Please tally the lines below that contain the string "lamp" with case counting, and give only the number.

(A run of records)
= = = =
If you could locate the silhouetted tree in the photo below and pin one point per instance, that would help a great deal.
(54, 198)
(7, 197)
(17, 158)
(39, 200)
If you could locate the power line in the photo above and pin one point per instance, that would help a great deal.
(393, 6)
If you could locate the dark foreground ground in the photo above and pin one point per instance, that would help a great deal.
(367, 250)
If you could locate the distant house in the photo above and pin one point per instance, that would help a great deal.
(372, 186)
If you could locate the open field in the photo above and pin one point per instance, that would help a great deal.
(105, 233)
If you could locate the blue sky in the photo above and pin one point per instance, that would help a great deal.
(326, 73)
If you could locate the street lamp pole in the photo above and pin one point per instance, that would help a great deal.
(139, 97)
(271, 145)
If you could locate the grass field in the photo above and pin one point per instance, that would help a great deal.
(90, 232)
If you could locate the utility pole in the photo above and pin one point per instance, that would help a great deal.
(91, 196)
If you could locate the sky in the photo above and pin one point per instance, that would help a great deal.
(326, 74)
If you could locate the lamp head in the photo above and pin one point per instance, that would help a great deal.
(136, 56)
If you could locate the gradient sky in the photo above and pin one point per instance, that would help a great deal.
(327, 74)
= = = =
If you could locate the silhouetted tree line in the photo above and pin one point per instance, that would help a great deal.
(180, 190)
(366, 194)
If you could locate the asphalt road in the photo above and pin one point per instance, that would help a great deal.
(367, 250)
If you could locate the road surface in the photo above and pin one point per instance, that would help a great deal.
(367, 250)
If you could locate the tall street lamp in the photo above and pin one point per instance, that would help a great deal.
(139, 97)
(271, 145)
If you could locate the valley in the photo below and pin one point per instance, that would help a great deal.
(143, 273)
= = = =
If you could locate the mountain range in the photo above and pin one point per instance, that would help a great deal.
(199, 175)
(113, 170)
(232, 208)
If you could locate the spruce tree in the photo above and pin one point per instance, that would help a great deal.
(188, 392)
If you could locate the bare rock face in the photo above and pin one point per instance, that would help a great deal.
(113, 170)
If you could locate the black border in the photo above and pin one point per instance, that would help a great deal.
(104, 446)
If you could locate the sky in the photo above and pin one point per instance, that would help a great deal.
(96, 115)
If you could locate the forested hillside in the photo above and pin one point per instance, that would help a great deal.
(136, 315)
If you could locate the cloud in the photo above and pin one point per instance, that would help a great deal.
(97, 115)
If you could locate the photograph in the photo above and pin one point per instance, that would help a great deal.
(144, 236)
= = = =
* _Full answer_: 3